Data records:
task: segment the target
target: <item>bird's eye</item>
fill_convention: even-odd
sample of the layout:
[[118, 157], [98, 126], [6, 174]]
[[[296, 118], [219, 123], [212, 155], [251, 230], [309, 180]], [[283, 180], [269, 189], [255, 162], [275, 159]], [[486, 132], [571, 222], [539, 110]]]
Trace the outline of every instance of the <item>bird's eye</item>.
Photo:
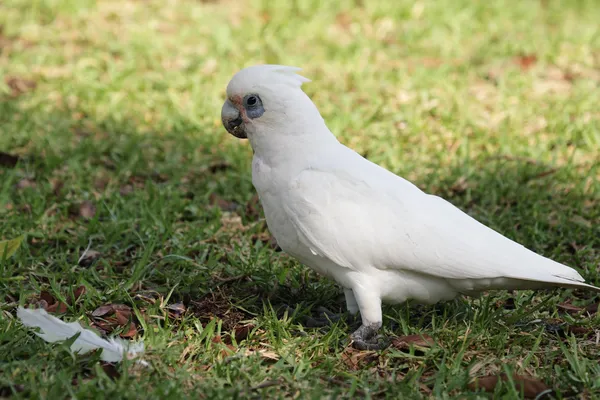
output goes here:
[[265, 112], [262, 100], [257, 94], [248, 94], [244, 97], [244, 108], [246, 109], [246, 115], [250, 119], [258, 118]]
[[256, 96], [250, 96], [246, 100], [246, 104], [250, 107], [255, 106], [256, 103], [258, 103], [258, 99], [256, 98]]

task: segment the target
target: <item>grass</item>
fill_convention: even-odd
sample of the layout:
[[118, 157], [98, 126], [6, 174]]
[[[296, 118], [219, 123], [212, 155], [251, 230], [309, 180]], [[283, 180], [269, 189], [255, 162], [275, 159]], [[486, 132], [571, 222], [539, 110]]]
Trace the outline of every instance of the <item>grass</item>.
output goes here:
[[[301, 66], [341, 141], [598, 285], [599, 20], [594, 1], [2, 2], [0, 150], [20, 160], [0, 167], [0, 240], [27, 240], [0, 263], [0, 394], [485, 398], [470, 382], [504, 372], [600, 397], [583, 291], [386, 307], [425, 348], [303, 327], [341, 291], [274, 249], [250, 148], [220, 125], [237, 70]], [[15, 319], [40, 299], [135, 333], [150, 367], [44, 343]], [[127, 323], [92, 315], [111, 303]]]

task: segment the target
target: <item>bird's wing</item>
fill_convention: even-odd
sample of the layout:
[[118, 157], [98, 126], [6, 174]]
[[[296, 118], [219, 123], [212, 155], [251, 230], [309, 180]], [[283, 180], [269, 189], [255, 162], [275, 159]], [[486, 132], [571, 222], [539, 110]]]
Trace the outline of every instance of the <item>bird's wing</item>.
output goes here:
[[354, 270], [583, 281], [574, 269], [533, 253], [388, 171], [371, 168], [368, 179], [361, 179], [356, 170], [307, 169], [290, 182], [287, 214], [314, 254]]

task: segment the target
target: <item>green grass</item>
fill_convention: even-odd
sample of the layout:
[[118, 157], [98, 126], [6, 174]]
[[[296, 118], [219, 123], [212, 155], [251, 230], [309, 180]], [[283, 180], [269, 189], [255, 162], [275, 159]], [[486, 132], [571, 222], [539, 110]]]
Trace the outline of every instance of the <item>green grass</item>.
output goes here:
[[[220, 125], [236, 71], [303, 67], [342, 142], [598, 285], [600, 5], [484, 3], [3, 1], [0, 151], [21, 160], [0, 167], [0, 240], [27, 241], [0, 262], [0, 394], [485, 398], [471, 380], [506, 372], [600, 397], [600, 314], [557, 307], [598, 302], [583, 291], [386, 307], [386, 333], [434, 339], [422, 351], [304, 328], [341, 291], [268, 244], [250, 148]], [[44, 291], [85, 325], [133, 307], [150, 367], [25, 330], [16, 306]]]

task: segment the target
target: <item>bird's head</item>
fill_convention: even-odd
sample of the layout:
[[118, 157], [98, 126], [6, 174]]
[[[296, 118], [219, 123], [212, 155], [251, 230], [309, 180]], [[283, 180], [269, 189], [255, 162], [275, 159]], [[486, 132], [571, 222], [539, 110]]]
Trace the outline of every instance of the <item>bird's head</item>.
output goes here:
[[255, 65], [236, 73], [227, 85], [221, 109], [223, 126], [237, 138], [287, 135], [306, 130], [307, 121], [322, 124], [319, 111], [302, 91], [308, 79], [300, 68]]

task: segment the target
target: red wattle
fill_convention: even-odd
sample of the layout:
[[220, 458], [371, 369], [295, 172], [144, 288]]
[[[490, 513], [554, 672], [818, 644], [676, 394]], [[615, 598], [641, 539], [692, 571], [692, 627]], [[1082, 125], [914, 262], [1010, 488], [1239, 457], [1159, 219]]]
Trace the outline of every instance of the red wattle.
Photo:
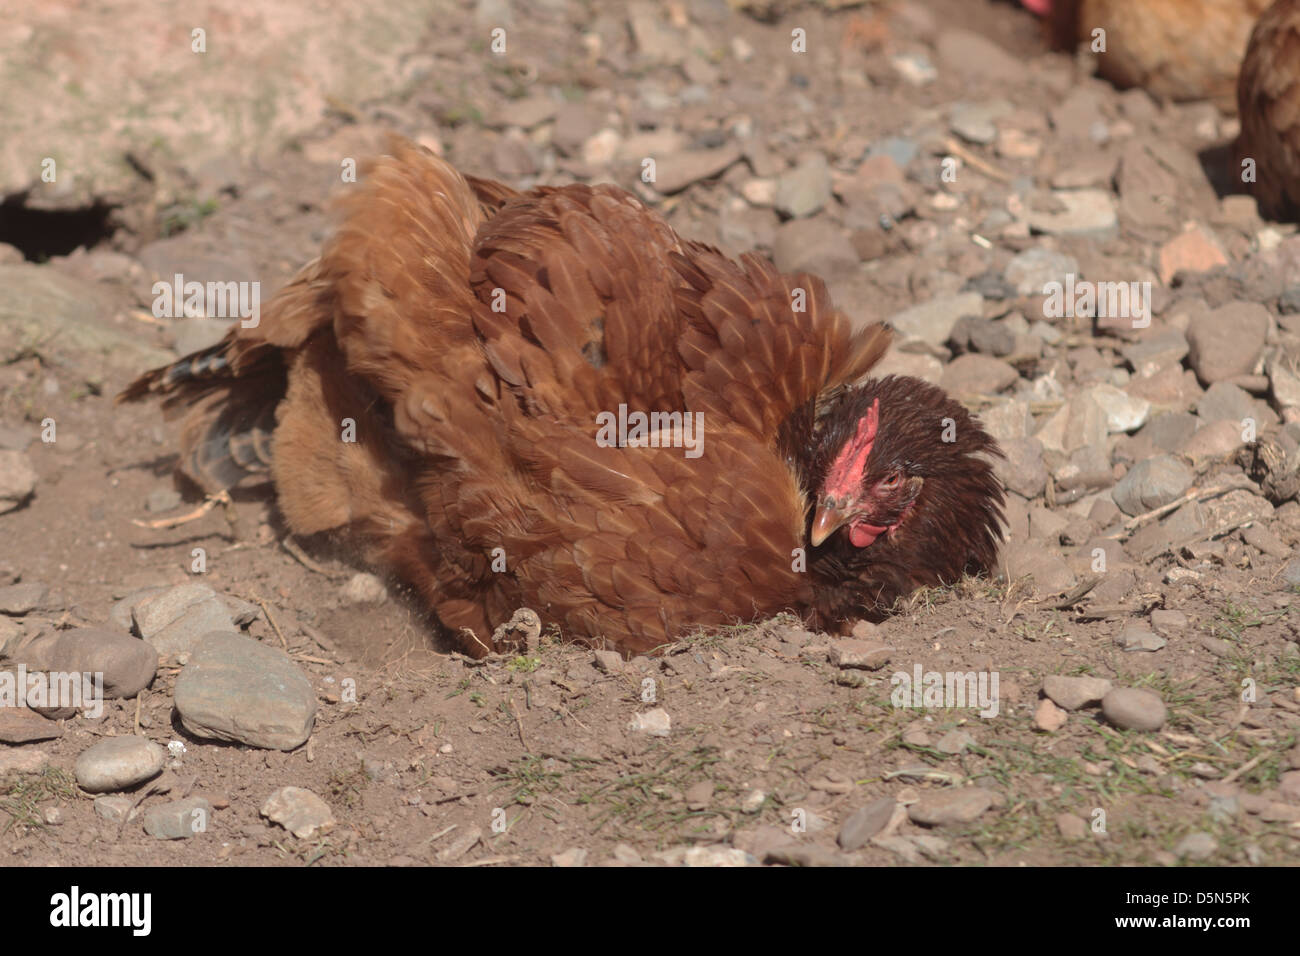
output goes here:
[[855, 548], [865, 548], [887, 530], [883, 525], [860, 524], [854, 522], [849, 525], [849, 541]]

_PROMPT:_
Could the data above be repeated exactly, with every picture dropped?

_ANSWER:_
task: segment the target
target: <item>bird's eye</item>
fill_convention: even-odd
sample of the layout:
[[118, 157], [98, 126], [6, 174]]
[[[296, 118], [219, 123], [212, 155], [251, 230], [309, 180]], [[283, 180], [269, 189], [255, 162], [275, 159]], [[486, 132], [571, 222], [539, 110]]]
Trace the outline of every instance of the <item>bird's eye</item>.
Photo:
output goes here:
[[265, 112], [262, 100], [257, 94], [248, 94], [244, 97], [244, 108], [246, 109], [246, 115], [250, 119], [258, 118]]
[[256, 96], [250, 96], [246, 100], [246, 104], [250, 107], [255, 106], [256, 103], [258, 103], [258, 99], [256, 98]]

task: segment the target
target: <item>grass</item>
fill_convention: even-odd
sample of the layout:
[[118, 157], [98, 126], [6, 174]]
[[[296, 118], [219, 123], [212, 155], [251, 230], [309, 180]], [[283, 180], [269, 189], [255, 162], [275, 159]], [[486, 132], [571, 222], [539, 110]]]
Trace the outline of every instance of the <item>grass</item>.
output goes here:
[[[301, 66], [341, 141], [598, 285], [599, 20], [594, 1], [2, 2], [0, 150], [20, 160], [0, 167], [0, 240], [27, 240], [0, 263], [0, 394], [485, 398], [470, 382], [504, 372], [600, 397], [583, 291], [386, 307], [425, 348], [303, 327], [341, 291], [274, 249], [250, 148], [220, 125], [237, 70]], [[15, 319], [40, 299], [135, 333], [150, 367], [44, 343]], [[127, 323], [92, 315], [111, 303]]]

task: segment the target
target: <item>bird's wing</item>
fill_convention: even-odd
sample of the layout:
[[118, 157], [98, 126], [6, 174]]
[[[296, 118], [219, 123], [212, 155], [251, 230], [309, 180]], [[283, 180], [269, 189], [255, 162], [275, 159]], [[486, 132], [571, 222], [539, 110]]]
Trace the outline of every instance of the <item>bird's wing</item>.
output goes here:
[[354, 270], [583, 281], [574, 269], [533, 253], [388, 171], [371, 168], [368, 179], [361, 179], [356, 170], [307, 169], [290, 182], [287, 214], [314, 254]]

task: segment the target
target: <item>green grass</item>
fill_convention: even-odd
sample of the layout:
[[118, 157], [98, 126], [6, 174]]
[[[296, 118], [219, 123], [212, 155], [251, 230], [309, 180]], [[283, 180], [269, 189], [255, 162], [275, 159]], [[486, 132], [571, 222], [539, 110]]]
Trace the outline of every instance of the <item>green grass</item>.
output goes here:
[[[220, 125], [236, 71], [303, 67], [342, 142], [598, 285], [600, 5], [484, 3], [3, 1], [0, 151], [21, 160], [0, 167], [0, 240], [27, 241], [0, 262], [0, 394], [485, 398], [471, 380], [506, 372], [600, 397], [600, 314], [557, 307], [598, 302], [583, 291], [386, 307], [386, 333], [434, 339], [422, 351], [304, 328], [341, 291], [268, 244], [250, 148]], [[44, 291], [85, 325], [133, 307], [150, 367], [25, 330], [16, 306]]]

task: segment the target
target: <item>bird's head</item>
fill_convention: even-odd
sample of the layout:
[[118, 157], [98, 126], [6, 174]]
[[[296, 118], [219, 123], [212, 155], [251, 230], [309, 180]], [[283, 180], [269, 189], [255, 162], [275, 159]], [[486, 132], [571, 222], [539, 110]]]
Trace the outline of every instance of the <item>bird's head</item>.
output goes here:
[[255, 65], [236, 73], [227, 85], [221, 109], [223, 126], [237, 138], [287, 135], [306, 130], [307, 121], [322, 124], [319, 111], [302, 91], [308, 79], [300, 68]]

task: segment the target
target: red wattle
fill_convention: even-odd
sample of the layout:
[[220, 458], [371, 369], [295, 172], [144, 288]]
[[[490, 513], [554, 672], [818, 644], [676, 394]], [[615, 598], [641, 539], [692, 571], [692, 627]], [[1082, 125], [914, 262], [1010, 488], [1239, 457], [1159, 219]]]
Trace the outline of every instance of the red wattle.
Photo:
output goes here:
[[855, 548], [865, 548], [887, 530], [883, 525], [860, 524], [854, 522], [849, 525], [849, 541]]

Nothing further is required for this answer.